* TASK TO COMPLETE: When you reproduce the listing, keep every word as it is and drop the pictures.

═════ EXTRACTED ENTRIES

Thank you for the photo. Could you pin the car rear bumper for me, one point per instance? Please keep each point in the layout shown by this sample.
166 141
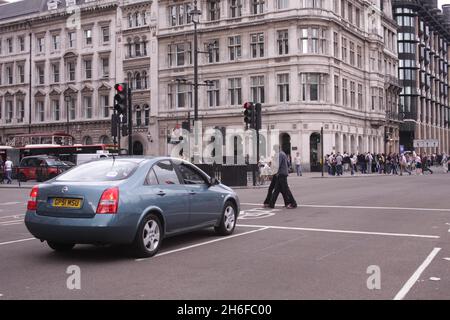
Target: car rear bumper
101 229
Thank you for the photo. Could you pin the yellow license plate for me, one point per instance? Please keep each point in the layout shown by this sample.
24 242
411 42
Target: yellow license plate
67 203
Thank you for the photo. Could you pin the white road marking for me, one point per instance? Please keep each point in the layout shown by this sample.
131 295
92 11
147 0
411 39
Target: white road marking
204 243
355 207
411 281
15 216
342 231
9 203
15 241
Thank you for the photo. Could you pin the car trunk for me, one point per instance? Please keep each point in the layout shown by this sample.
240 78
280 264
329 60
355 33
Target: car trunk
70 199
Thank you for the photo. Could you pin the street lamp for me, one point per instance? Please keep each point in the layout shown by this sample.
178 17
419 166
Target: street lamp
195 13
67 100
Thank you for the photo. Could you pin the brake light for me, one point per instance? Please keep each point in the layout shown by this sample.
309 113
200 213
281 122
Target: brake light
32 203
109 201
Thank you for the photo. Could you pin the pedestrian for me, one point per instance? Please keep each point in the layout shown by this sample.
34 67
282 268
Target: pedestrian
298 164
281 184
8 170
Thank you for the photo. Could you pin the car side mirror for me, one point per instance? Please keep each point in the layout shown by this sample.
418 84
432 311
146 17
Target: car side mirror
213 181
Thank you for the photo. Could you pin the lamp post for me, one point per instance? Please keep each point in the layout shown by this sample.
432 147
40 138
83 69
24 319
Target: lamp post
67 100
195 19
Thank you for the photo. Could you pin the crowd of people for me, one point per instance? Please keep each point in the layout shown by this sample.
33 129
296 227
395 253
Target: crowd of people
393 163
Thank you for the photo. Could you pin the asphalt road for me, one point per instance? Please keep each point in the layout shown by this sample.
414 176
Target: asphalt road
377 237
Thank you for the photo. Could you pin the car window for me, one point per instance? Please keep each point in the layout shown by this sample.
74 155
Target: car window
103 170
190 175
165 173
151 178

══════════

* ANSWER SPACE:
Thank you for the photo. Could you pin the car rear bumper for me, one point per instance? Please keep each point in the layout shown by this sample.
166 141
Target: car rear bumper
101 229
Thank you for the photo. Could you pin the yellow license plate for me, one point per instance? Please keep each point in the layout shown by this sample.
24 242
411 42
Target: yellow license plate
67 203
Thank you for the photo. Could you pin the white road marking for me, one point per instance? Please keep each point in the layout shown by this sample.
131 295
92 11
147 0
411 39
Target: white road marking
204 243
355 207
411 281
15 216
342 231
9 203
15 241
Thank you for the photo. Could you pin the car trunk for me, one point per instance? Please keep each point in the layout shown by this sample.
240 78
280 264
329 60
355 33
Target: car trunk
70 199
Thank you for the photo. Could you pin the street lamp for me, one point per instance? Please keep each point in the layout shown by this sample.
178 17
419 166
Target: street lamp
195 13
67 100
Thank you for the photo. Could you pin the brake light for me, one point per instance? Please keep each point in the layout shown by this sample.
309 113
200 213
281 122
Target: brake light
32 203
109 201
Thank you for the photo. Could you pin the pedestrian for me, one point per instance? Please keep each point in the layout shown by this sample.
34 67
282 268
Target: pedestrian
298 164
281 184
8 170
Thank you for the photo. Could you pin the car side mirror for me, one point per instance? Please keep each point in the layout shown by this sample.
418 84
432 311
146 17
Target: car side mirror
213 181
Thank you for the photo. Could you pin the lamp post for me, one point per instance? Please keep each point in the layout shown by this sample.
432 147
40 138
83 69
24 319
Target: lamp post
67 100
195 19
Thank you for the photo. Could you pin the crowd of people for me, one point per instance? Please keep each point in the layout shown by this sample.
33 129
296 227
395 253
Target: crowd of people
393 163
Thank you for the photo. Could you pin the asphalt road for me, one point per instance? Please keep each point in the layout shown by this sample.
414 176
Target: asphalt road
377 237
Thank you for the photo. Could you pin the car window for me, one point per instance? Please keep each point in the layout shown by this sample.
74 155
Target: car window
103 170
190 175
165 173
151 178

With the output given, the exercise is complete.